• _Extrait à lire_
···
# Disque dur non détecté en SATA mais détecté en USB



## ZupMit (21 Avril 2012)

Salut tout le monde,

en temps normal, lorsque j'ai un problème avec mon mac (Macbook Pro, mid 2010), je finis toujours par trouver une solution en fouinant sur le net ou en essayant tout ce que je peux, mais là, rien n'y fait, je suis totalement perdu... Je vous explique rapidement mon problème (ce depuis le début, même si je ne suis pas persuadé que tout soit utile):


Il y a deux mois, en pleine indexation, mon mac s'est bloqué. J'ai fait l'erreur de le rebooter avec le bouton power et au démarrage suivant, l'icone d'un fichier avec un point d'interrogation apparaît et mon Mac restait bloqué dessus. J'ai donc branché mon disque dur dans un boitier externe connecté en USB sur un PC et bien qu'étant apparemment totalement inutilisable, j'ai finalement réussi à le refaire marcher en partie: il m'était alors possible d'accéder aux fichiers, mais je ne pouvais rien n'écrire dessus. 

J'ai donc racheté un disque dur afin de faire une nouvelle installation de mon OS (Snow Leopard) et l'ai branché en SATA. Seulement, il n'était pas détecté, et ce d'aucune manière. J'ai alors pensé que mon câble SATA pouvait être défectueux et en ai commandé un nouveau.
···
Extraits de données d'annotation par points
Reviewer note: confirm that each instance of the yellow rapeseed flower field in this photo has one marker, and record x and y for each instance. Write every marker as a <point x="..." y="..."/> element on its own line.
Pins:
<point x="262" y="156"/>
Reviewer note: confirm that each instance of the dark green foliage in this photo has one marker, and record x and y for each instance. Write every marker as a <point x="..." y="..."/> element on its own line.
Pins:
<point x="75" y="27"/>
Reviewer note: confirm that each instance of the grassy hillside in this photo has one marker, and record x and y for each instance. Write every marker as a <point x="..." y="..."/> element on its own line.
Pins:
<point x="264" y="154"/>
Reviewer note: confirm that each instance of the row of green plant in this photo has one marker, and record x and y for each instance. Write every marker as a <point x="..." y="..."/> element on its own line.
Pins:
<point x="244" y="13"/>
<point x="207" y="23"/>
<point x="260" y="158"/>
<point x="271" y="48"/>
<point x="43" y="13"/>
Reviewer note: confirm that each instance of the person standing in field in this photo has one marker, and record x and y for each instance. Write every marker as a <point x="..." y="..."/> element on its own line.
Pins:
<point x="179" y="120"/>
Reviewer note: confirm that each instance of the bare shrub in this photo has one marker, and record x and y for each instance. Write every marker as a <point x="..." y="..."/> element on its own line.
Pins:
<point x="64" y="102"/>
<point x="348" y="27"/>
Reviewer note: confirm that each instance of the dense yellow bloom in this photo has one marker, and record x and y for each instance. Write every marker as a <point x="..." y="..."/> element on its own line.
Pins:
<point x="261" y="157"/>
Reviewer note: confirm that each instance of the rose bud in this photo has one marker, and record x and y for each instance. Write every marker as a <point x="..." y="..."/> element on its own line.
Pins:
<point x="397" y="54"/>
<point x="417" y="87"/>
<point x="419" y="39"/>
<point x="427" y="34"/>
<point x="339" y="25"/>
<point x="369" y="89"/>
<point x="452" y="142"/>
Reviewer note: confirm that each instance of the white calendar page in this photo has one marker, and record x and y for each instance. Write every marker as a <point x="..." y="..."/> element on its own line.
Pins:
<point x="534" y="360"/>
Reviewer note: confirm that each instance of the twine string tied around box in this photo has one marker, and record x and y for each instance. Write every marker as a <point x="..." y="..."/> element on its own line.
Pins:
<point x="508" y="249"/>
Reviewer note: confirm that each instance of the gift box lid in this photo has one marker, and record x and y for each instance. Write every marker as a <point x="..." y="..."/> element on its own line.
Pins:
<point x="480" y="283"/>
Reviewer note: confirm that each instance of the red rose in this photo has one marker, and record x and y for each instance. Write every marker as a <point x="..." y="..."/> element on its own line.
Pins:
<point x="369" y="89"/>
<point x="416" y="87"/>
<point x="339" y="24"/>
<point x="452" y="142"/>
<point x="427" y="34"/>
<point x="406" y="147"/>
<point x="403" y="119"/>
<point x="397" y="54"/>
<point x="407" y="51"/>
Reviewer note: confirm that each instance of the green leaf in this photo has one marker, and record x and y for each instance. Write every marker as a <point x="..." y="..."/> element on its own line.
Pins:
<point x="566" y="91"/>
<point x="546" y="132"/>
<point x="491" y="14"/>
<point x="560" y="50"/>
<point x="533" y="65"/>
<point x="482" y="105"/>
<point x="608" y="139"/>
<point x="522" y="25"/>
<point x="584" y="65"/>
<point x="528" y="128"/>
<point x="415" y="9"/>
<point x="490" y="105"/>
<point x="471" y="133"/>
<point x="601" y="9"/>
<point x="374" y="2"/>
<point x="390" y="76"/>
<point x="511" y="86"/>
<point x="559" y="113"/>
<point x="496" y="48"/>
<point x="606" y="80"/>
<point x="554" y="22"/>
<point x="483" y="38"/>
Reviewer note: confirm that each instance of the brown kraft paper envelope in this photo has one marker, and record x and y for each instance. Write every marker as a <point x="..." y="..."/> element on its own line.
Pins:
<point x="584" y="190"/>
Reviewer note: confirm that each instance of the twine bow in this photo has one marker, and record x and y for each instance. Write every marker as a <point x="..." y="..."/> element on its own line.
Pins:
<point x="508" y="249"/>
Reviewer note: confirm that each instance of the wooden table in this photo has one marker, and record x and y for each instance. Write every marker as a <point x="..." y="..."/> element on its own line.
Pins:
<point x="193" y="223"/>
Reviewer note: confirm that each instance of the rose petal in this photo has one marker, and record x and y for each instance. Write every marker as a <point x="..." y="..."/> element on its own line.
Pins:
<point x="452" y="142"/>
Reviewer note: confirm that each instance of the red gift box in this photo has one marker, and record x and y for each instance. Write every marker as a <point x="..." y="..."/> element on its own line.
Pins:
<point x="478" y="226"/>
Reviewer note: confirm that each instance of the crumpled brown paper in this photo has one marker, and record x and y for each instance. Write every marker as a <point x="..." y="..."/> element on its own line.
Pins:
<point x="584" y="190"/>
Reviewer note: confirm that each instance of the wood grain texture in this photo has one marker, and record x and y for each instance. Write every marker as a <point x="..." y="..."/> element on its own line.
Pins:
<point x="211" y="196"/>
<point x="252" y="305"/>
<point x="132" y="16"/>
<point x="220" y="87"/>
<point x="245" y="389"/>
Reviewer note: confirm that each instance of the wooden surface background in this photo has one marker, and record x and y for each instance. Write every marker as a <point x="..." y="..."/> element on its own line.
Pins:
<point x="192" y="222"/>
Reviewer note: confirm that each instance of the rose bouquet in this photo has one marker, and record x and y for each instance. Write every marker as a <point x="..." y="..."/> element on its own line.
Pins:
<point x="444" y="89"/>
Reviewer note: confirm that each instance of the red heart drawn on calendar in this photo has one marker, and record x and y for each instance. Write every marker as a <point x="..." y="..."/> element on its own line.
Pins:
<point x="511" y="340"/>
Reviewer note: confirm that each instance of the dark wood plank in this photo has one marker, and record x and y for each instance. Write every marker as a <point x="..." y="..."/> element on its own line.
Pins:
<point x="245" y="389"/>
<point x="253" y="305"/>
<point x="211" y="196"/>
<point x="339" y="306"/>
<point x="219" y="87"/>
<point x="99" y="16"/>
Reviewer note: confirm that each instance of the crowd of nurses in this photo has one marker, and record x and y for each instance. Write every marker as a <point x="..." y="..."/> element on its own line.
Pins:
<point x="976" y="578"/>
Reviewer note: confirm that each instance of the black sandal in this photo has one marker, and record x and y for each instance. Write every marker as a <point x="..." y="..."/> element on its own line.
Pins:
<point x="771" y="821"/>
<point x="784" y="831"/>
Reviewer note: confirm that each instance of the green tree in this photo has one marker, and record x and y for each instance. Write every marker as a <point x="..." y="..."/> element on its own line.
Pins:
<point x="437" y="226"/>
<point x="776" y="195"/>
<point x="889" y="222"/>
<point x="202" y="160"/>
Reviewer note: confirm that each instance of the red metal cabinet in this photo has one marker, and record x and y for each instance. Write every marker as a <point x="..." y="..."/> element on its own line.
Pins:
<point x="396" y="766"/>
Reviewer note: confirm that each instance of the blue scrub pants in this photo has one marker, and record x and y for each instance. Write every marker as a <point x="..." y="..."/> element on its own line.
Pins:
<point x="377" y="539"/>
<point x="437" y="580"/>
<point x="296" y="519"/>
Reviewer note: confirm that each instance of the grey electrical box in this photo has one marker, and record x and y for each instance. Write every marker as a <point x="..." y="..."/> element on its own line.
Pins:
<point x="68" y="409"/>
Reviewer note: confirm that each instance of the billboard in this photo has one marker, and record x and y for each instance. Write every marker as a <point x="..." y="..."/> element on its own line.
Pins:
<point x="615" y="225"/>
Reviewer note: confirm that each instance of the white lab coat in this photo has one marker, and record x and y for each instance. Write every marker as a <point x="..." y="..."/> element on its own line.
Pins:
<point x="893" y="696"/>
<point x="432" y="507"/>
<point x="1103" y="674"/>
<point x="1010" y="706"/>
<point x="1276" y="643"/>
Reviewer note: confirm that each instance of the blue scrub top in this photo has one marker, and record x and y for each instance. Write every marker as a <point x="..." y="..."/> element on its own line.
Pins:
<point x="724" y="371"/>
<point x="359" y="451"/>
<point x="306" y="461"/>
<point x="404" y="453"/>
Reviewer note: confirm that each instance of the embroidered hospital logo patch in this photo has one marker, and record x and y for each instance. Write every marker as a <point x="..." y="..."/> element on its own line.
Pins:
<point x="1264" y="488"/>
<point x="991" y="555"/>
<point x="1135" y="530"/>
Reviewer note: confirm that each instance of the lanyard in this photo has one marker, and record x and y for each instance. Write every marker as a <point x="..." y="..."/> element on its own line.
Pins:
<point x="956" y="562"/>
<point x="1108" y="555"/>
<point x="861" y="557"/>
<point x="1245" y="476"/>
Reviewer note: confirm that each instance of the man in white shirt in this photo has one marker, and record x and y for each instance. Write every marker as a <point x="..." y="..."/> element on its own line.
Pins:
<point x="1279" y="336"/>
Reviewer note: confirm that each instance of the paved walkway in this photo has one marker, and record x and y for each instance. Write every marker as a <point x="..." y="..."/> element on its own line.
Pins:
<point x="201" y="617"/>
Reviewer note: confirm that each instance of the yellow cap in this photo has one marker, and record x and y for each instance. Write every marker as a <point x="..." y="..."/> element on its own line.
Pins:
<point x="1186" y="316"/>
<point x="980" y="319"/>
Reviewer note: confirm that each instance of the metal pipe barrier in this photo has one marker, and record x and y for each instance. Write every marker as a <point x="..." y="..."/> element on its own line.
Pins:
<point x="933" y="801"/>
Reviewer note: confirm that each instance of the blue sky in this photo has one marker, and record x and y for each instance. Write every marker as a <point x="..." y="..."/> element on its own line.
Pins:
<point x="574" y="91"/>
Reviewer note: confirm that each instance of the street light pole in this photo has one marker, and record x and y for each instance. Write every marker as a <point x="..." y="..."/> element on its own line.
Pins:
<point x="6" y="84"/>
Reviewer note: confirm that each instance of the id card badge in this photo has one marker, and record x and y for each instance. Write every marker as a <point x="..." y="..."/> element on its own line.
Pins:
···
• _Consigne écrite 1_
Reproduisez le passage de l'extrait à lire qui va de « J'ai donc racheté » jusqu'à « commandé un nouveau. » inclus.
• _Consigne écrite 2_
Relevez, dans l'extrait à lire, toutes les phrases qui commencent par « J'ai », en les citant intégralement.

• _Réponse rédigée 1_
J'ai donc racheté un disque dur afin de faire une nouvelle installation de mon OS (Snow Leopard) et l'ai branché en SATA. Seulement, il n'était pas détecté, et ce d'aucune manière. J'ai alors pensé que mon câble SATA pouvait être défectueux et en ai commandé un nouveau.

• _Réponse rédigée 2_
- J'ai fait l'erreur de le rebooter avec le bouton power et au démarrage suivant, l'icone d'un fichier avec un point d'interrogation apparaît et mon Mac restait bloqué dessus.
- J'ai donc branché mon disque dur dans un boitier externe connecté en USB sur un PC et bien qu'étant apparemment totalement inutilisable, j'ai finalement réussi à le refaire marcher en partie: il m'était alors possible d'accéder aux fichiers, mais je ne pouvais rien n'écrire dessus.
- J'ai donc racheté un disque dur afin de faire une nouvelle installation de mon OS (Snow Leopard) et l'ai branché en SATA.
- J'ai alors pensé que mon câble SATA pouvait être défectueux et en ai commandé un nouveau.